課題 = 以下のレコードで、文字列「collar」を含む行はいくつあるか、その数だけを答えてください。大文字と小文字は区別する。

-------- 保存データ

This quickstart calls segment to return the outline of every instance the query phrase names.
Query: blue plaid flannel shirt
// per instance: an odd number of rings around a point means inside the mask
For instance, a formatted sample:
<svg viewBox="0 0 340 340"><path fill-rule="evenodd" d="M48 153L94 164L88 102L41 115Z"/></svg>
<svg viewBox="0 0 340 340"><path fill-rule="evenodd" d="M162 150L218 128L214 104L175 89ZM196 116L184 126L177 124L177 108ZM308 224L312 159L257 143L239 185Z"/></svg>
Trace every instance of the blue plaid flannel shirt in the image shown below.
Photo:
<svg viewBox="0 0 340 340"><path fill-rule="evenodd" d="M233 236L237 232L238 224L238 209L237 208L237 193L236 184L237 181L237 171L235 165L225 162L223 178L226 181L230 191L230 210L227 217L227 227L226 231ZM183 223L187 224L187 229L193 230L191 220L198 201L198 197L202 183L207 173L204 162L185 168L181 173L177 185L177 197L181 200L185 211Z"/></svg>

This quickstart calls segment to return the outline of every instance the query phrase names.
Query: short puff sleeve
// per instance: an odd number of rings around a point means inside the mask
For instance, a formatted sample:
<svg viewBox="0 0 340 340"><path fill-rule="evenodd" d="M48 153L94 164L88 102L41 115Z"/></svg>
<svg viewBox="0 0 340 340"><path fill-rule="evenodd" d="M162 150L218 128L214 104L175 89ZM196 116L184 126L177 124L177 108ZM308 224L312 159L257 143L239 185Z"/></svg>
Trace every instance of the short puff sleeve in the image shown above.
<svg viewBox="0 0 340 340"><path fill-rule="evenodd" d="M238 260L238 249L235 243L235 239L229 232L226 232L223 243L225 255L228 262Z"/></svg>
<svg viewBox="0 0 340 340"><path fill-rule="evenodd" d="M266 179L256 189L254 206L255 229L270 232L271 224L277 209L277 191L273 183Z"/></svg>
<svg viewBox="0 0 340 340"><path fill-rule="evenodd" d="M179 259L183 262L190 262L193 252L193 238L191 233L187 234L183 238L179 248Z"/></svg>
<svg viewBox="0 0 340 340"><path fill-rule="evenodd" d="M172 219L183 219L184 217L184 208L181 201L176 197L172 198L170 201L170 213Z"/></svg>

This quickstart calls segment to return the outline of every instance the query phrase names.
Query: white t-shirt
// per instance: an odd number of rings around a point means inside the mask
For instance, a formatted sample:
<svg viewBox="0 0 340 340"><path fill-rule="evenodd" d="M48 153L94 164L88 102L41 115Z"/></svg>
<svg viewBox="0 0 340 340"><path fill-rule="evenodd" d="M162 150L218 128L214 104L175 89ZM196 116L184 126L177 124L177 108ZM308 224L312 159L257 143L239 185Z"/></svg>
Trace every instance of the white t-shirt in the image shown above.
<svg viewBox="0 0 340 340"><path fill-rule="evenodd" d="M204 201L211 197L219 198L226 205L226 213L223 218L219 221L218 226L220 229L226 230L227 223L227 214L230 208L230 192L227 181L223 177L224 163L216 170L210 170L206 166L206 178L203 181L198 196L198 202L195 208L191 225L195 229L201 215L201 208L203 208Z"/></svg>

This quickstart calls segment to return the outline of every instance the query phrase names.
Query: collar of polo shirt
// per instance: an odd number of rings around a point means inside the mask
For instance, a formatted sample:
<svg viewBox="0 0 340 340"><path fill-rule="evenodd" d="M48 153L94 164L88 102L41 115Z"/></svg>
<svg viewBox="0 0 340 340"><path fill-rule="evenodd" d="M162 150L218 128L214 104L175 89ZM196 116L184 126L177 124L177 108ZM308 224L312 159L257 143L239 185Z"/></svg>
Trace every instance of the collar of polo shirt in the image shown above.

----------------

回答 = 2